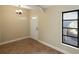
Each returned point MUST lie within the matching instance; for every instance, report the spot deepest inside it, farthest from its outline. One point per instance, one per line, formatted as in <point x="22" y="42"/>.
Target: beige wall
<point x="50" y="26"/>
<point x="13" y="26"/>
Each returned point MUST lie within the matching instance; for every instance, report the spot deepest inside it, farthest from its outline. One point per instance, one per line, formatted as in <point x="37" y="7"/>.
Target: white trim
<point x="14" y="40"/>
<point x="59" y="49"/>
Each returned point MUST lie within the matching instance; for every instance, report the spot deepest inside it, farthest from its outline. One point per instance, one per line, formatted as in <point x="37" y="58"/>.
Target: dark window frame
<point x="71" y="28"/>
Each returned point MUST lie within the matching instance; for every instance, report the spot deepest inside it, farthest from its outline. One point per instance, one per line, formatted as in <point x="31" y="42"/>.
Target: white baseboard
<point x="14" y="40"/>
<point x="59" y="49"/>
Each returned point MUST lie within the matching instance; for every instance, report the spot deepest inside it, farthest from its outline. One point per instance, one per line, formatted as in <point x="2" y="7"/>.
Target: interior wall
<point x="50" y="26"/>
<point x="13" y="25"/>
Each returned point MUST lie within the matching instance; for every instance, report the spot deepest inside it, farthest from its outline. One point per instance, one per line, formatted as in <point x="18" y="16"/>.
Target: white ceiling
<point x="31" y="7"/>
<point x="34" y="6"/>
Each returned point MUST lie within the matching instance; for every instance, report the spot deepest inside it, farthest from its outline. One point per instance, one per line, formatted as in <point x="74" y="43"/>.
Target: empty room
<point x="39" y="29"/>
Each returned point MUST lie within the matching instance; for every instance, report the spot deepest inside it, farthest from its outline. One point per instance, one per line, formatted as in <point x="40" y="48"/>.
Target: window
<point x="70" y="28"/>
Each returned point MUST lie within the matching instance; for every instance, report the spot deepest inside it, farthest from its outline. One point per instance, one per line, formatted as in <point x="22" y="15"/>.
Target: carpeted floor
<point x="27" y="46"/>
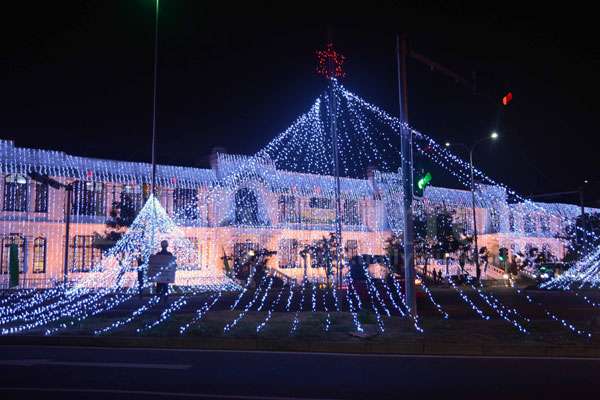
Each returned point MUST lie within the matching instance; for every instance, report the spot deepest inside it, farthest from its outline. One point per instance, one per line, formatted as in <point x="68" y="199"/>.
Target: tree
<point x="580" y="243"/>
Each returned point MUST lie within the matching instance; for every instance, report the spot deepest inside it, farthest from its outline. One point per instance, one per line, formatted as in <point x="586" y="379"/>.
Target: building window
<point x="545" y="223"/>
<point x="130" y="202"/>
<point x="351" y="248"/>
<point x="494" y="221"/>
<point x="528" y="224"/>
<point x="288" y="253"/>
<point x="351" y="215"/>
<point x="288" y="210"/>
<point x="15" y="193"/>
<point x="7" y="241"/>
<point x="189" y="256"/>
<point x="88" y="198"/>
<point x="83" y="255"/>
<point x="41" y="197"/>
<point x="246" y="207"/>
<point x="320" y="202"/>
<point x="39" y="255"/>
<point x="511" y="221"/>
<point x="185" y="203"/>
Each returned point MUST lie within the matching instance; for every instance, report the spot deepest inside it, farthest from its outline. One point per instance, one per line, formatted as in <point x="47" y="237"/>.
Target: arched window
<point x="7" y="241"/>
<point x="15" y="193"/>
<point x="88" y="198"/>
<point x="41" y="197"/>
<point x="39" y="255"/>
<point x="83" y="256"/>
<point x="246" y="207"/>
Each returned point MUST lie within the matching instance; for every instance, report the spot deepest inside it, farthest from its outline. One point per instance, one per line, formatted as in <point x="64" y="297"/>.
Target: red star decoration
<point x="330" y="62"/>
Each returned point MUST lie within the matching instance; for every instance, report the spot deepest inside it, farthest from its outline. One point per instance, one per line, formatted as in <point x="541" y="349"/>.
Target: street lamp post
<point x="45" y="179"/>
<point x="471" y="149"/>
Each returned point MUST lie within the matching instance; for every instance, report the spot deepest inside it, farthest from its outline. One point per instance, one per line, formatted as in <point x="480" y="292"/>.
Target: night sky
<point x="77" y="77"/>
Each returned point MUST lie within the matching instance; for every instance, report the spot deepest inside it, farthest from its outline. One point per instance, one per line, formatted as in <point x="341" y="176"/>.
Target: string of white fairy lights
<point x="305" y="148"/>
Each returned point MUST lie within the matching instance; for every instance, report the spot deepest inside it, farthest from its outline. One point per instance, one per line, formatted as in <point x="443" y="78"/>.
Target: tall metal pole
<point x="69" y="193"/>
<point x="476" y="252"/>
<point x="406" y="150"/>
<point x="154" y="100"/>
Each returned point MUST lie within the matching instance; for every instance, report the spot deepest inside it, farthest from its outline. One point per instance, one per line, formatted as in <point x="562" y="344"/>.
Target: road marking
<point x="23" y="362"/>
<point x="33" y="362"/>
<point x="316" y="353"/>
<point x="164" y="394"/>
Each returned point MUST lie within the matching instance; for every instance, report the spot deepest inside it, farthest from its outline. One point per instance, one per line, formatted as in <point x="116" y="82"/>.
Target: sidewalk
<point x="358" y="346"/>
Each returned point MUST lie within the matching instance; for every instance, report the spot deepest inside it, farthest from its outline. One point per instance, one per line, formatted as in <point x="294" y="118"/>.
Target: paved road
<point x="29" y="372"/>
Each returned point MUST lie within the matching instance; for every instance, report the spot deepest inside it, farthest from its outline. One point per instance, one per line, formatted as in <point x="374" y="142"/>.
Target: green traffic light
<point x="424" y="181"/>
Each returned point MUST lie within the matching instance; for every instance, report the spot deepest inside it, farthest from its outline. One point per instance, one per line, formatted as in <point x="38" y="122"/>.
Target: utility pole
<point x="338" y="203"/>
<point x="476" y="252"/>
<point x="69" y="192"/>
<point x="407" y="184"/>
<point x="154" y="100"/>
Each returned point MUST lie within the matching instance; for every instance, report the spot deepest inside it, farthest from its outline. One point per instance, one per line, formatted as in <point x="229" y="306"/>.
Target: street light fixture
<point x="492" y="136"/>
<point x="46" y="180"/>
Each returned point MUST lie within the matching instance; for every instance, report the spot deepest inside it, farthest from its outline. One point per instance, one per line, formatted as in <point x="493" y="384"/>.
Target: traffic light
<point x="503" y="254"/>
<point x="420" y="182"/>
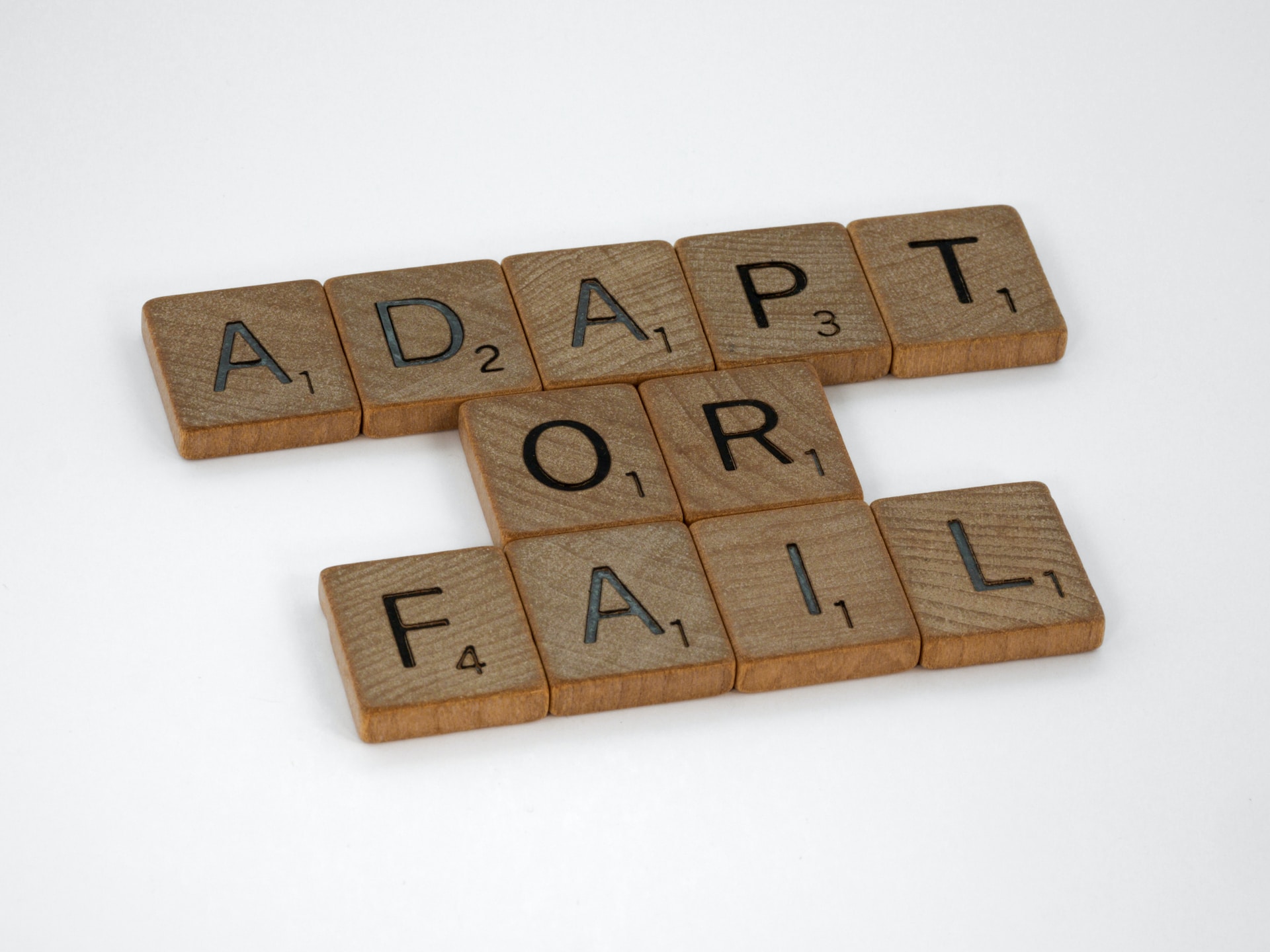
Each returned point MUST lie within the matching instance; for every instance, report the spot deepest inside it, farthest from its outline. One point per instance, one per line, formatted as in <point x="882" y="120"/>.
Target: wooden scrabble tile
<point x="991" y="574"/>
<point x="749" y="438"/>
<point x="421" y="340"/>
<point x="959" y="291"/>
<point x="615" y="314"/>
<point x="248" y="370"/>
<point x="808" y="594"/>
<point x="622" y="617"/>
<point x="432" y="644"/>
<point x="793" y="294"/>
<point x="566" y="460"/>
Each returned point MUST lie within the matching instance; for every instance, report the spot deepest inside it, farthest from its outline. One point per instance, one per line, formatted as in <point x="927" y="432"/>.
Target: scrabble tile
------------------------
- What is asked
From start to finish, output the listing exactly, but omit its pictures.

- Full output
Each returned point MUST lie within the matching instance; for every instance, report the spot deepest inside it, farthest from its outline. One point per instance, one per line, formatted as in <point x="22" y="42"/>.
Target: beige wall
<point x="50" y="26"/>
<point x="13" y="26"/>
Each returned point MUST lie within the matching instance; for every instance, report the spot deepest inside it, farthest from its outline. One point per instance, one per line, formatted as in <point x="37" y="7"/>.
Target: white trim
<point x="14" y="40"/>
<point x="59" y="49"/>
Each returned point MUST lie within the matching instance; for every instance, report the spot deepest inside it, farthest from its outline. One point per instance, one per line, formatted as in <point x="37" y="58"/>.
Target: dark window frame
<point x="71" y="28"/>
Each returned point MUST lie within the matching instance; for every instance, report the spot deepest inside it, farthest from its outline. One point per instance, one per line, formatted as in <point x="31" y="42"/>.
Target: white baseboard
<point x="14" y="40"/>
<point x="59" y="49"/>
Each returned point MUST lie within the matching instance; for every instance, report the spot deepest inside it, farthest from its outline. One point per instance, one per line, formatted as in <point x="2" y="7"/>.
Target: interior wall
<point x="50" y="26"/>
<point x="13" y="25"/>
Each returned point MUST lie within the matching instance; for every instance, report the spot deepest inside it, farthest from its outline. One point per instance, one per line, formatted as in <point x="18" y="16"/>.
Target: white ceiling
<point x="31" y="7"/>
<point x="34" y="6"/>
Each returned point MUST lie within the matching instance; for every instance, report the spot deepest inside it, farthest from its outline. One point per instance, one per line, formatted as in <point x="74" y="43"/>.
Target: empty room
<point x="39" y="29"/>
Each returned point MUST lie within the matching instance; for every instance, report the spot deepest inside it, farthest from its outline. One point per instance, one per line, formatted as in <point x="40" y="48"/>.
Target: window
<point x="70" y="28"/>
Each returned point MUST lie within the matching instance; for every instance, report the spot deepest inside it, farthest from its outline. One point per instance, one per line, formatted as in <point x="22" y="15"/>.
Target: carpeted floor
<point x="27" y="46"/>
Each returned point MUST lie within the matching instance; for every instance, report the spot deepest inside it, farthest from its outline. One point per instance, one per line, formatted as in <point x="68" y="199"/>.
Target: tree
<point x="580" y="243"/>
Each returned point MUST lie within the matching instance; for every instance, report the spot deepest inside it, farthest from its outline. One point per instance, one per line, formatted as in <point x="586" y="379"/>.
Target: building window
<point x="545" y="223"/>
<point x="130" y="202"/>
<point x="351" y="248"/>
<point x="494" y="221"/>
<point x="528" y="224"/>
<point x="288" y="253"/>
<point x="351" y="215"/>
<point x="288" y="210"/>
<point x="15" y="193"/>
<point x="7" y="241"/>
<point x="189" y="256"/>
<point x="88" y="198"/>
<point x="83" y="255"/>
<point x="41" y="197"/>
<point x="246" y="207"/>
<point x="320" y="202"/>
<point x="39" y="255"/>
<point x="511" y="221"/>
<point x="185" y="203"/>
Each returned point MUST lie within the matching instance; for every instance, report the spot deepest inside it, farthest from its outline. One point per instance, one per line, formatted as in <point x="47" y="237"/>.
Target: arched window
<point x="7" y="241"/>
<point x="15" y="193"/>
<point x="88" y="198"/>
<point x="41" y="197"/>
<point x="39" y="255"/>
<point x="83" y="256"/>
<point x="246" y="207"/>
Each returned point MUST lie within the matching instance; for every instance, report the spot deepest inside it, farthest from its outline. One point per instance, one per line, formatted as in <point x="64" y="297"/>.
Target: red star decoration
<point x="330" y="62"/>
Each returned point MUST lie within the matching instance; for every instance, report the spot deepest inside it, farthest from its outline. One point per instance, one per line, formatted as in <point x="541" y="349"/>.
Target: street lamp post
<point x="45" y="179"/>
<point x="471" y="149"/>
Each returned point MUST lie within the matching instance; for every instance, report the spot deepest inside it, farthest from its outline. One point per instance, one per line, formatted as in <point x="480" y="292"/>.
Target: night sky
<point x="77" y="77"/>
Each returned point MUST lie within the matching instance; for every instance, report the spot deepest inside it, farthest from its outline. One point per instance, one per line, formatted as in <point x="341" y="176"/>.
Target: string of white fairy lights
<point x="305" y="148"/>
Each returned point MUST lie within the matching instance; for every instance, report the spot deepest inside it, farthest from its outline. One point per instance, one per line, formatted as in <point x="443" y="78"/>.
Target: tall metal pole
<point x="69" y="193"/>
<point x="476" y="252"/>
<point x="406" y="150"/>
<point x="154" y="100"/>
Each returned point MUST lie within the matching instance; for every instance, report the spot deepest inside it, farthest from its outline. One point per instance, one per line, formatted as in <point x="562" y="344"/>.
Target: road marking
<point x="23" y="362"/>
<point x="33" y="362"/>
<point x="316" y="353"/>
<point x="164" y="394"/>
Each returned point MUST lie within the matching instance; for every instance, report the spot deepest inside it, farthest from its outline. One point per instance, one per line, formatted as in <point x="116" y="82"/>.
Target: sidewalk
<point x="358" y="346"/>
Each returned point MUST lie within the matching instance; for every instance, report the spot deepest inside it, farthest from its outline. One point per instance, one per line, formatted as in <point x="294" y="118"/>.
Target: paved road
<point x="29" y="372"/>
Each returned point MUST lie within the matching instance; for every instance, report the spot deepest inside it, farthest from its outline. One point per instance, one per line, formatted as in <point x="374" y="142"/>.
Target: green traffic light
<point x="424" y="181"/>
Each returned point MUST lie within the matching instance; for every instance, report the spot deepest inside it, farthest from its outline. One point per instance, one per line, formatted as in <point x="38" y="122"/>.
Target: utility pole
<point x="338" y="203"/>
<point x="476" y="252"/>
<point x="69" y="192"/>
<point x="407" y="184"/>
<point x="154" y="100"/>
Each returned point MUST lie within the matching instance; for every instance, report the spot deepest inside it, farthest from its outline. One point per instance, one per line, formatted as in <point x="229" y="306"/>.
Target: street light fixture
<point x="492" y="136"/>
<point x="46" y="180"/>
Each returned point MUST lie within the matching instance; for every instance, report the spot deepest inside it, farthest from its outline. One point per instance, one per line, formatted as in <point x="493" y="384"/>.
Target: traffic light
<point x="503" y="254"/>
<point x="420" y="182"/>
Each returned point MUST lie within the matching instance; for every instance, report the spot deepest inside it, farthest from its outline. One point per instance, one per line, formatted as in <point x="882" y="120"/>.
Target: wooden scrabble tile
<point x="991" y="574"/>
<point x="749" y="438"/>
<point x="421" y="340"/>
<point x="959" y="291"/>
<point x="615" y="314"/>
<point x="248" y="370"/>
<point x="808" y="594"/>
<point x="622" y="617"/>
<point x="432" y="644"/>
<point x="793" y="294"/>
<point x="566" y="460"/>
Each returned point MUST lie within the matching instance; for every instance, report the spot deepest inside it, farthest from its outline. One point per instance, one per line, formatted as in <point x="927" y="432"/>.
Target: scrabble tile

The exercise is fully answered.